Assigned task:
Copy the lines below, word for word, from the first through the line containing "Target: turquoise pool water". Leave the pictures out.

Material provided:
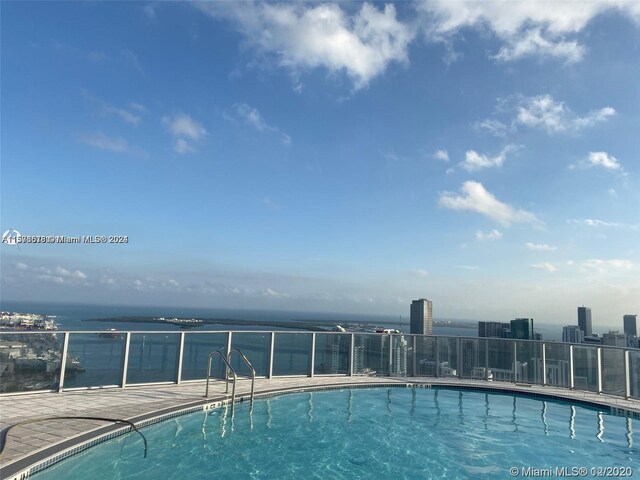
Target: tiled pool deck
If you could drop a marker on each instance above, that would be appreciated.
(38, 440)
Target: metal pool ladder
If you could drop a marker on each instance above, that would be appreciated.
(248, 364)
(229, 369)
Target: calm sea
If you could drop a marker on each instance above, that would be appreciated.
(73, 316)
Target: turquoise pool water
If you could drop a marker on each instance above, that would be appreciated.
(397, 433)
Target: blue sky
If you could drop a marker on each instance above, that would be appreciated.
(326, 156)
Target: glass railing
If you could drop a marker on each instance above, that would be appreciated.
(57, 361)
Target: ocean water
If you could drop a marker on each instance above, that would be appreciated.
(73, 317)
(397, 433)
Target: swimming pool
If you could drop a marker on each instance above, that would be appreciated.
(368, 433)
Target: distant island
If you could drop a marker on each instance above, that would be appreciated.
(298, 324)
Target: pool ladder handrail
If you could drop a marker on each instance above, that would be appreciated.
(248, 364)
(226, 377)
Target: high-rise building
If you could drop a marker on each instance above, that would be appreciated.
(494, 329)
(399, 361)
(630, 325)
(572, 334)
(522, 328)
(615, 339)
(421, 320)
(584, 320)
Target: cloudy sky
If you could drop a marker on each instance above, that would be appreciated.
(343, 157)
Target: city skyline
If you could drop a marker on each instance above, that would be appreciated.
(359, 156)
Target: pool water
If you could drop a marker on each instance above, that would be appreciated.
(399, 433)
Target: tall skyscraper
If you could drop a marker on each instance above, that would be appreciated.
(630, 325)
(421, 320)
(522, 328)
(494, 329)
(572, 334)
(584, 320)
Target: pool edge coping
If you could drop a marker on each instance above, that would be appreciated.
(35, 462)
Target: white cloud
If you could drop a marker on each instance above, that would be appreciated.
(543, 247)
(185, 130)
(250, 116)
(525, 28)
(113, 144)
(132, 59)
(130, 115)
(533, 43)
(492, 126)
(546, 266)
(301, 36)
(419, 272)
(268, 201)
(182, 125)
(475, 161)
(610, 266)
(492, 235)
(592, 222)
(103, 142)
(475, 198)
(182, 146)
(544, 112)
(603, 159)
(441, 155)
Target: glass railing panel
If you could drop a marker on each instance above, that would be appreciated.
(558, 364)
(529, 362)
(585, 368)
(613, 373)
(401, 355)
(371, 354)
(195, 355)
(425, 356)
(153, 357)
(256, 347)
(332, 354)
(473, 358)
(94, 359)
(30, 361)
(634, 373)
(292, 354)
(447, 356)
(500, 360)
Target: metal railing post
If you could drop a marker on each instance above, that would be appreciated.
(180, 355)
(486, 360)
(627, 375)
(226, 371)
(313, 354)
(544, 364)
(125, 360)
(599, 359)
(63, 362)
(271, 349)
(515, 361)
(437, 372)
(415, 356)
(572, 384)
(459, 356)
(352, 348)
(390, 355)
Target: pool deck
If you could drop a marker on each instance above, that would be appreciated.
(40, 439)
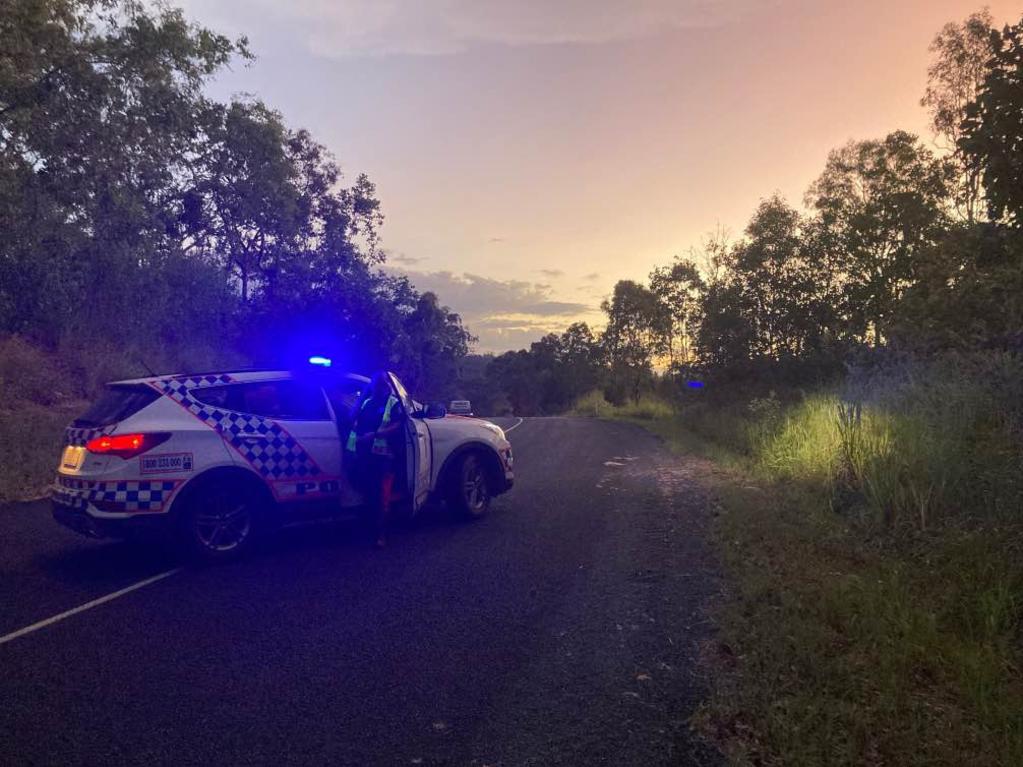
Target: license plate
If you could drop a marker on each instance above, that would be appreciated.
(73, 457)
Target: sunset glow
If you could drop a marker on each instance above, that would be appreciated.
(531, 154)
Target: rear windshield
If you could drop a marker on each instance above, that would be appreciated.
(117, 403)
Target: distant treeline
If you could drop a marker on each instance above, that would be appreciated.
(140, 218)
(899, 250)
(151, 225)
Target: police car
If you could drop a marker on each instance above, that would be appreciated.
(217, 458)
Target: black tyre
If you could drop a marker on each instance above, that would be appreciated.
(469, 492)
(220, 521)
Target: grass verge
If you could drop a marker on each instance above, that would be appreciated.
(847, 638)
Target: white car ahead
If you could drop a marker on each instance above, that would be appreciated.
(217, 457)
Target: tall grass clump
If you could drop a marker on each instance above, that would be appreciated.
(649, 407)
(914, 443)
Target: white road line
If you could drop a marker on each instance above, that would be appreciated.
(87, 605)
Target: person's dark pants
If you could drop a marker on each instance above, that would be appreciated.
(377, 476)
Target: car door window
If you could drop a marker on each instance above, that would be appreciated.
(284, 400)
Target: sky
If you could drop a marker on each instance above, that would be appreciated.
(529, 153)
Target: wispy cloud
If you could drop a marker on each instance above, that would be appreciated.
(403, 259)
(345, 28)
(504, 314)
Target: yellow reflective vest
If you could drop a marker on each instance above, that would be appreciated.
(381, 446)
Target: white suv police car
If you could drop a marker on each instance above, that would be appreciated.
(217, 458)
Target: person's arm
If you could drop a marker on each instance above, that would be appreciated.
(397, 419)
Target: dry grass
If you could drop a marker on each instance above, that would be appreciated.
(873, 540)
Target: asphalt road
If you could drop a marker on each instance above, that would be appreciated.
(563, 629)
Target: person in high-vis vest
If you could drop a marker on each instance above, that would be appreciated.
(373, 445)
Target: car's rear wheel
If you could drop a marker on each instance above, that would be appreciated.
(470, 490)
(221, 521)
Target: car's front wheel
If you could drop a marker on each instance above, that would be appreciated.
(470, 490)
(221, 521)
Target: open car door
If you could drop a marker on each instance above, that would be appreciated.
(417, 448)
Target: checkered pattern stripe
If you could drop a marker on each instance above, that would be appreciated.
(79, 437)
(270, 450)
(143, 495)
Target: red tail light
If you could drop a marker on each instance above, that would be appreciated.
(125, 445)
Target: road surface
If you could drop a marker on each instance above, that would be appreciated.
(562, 629)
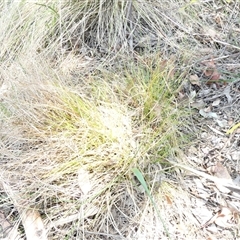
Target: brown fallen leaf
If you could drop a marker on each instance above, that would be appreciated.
(211, 71)
(224, 218)
(221, 172)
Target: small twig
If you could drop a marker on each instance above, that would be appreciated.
(220, 181)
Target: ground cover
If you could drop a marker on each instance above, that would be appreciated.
(119, 120)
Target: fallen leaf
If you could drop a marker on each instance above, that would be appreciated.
(211, 71)
(194, 79)
(222, 173)
(216, 102)
(208, 114)
(224, 218)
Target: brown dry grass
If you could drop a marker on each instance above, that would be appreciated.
(77, 114)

Task response:
Target: tiled pool deck
If you could drop a marker on each instance above, that would be appreciated.
(38, 440)
Target: metal pool ladder
If you could drop a marker on each instance above, that would be appreciated.
(248, 364)
(229, 369)
Target: calm sea
If you could drop a marker on each instance above, that would be appreciated.
(73, 316)
Target: turquoise pool water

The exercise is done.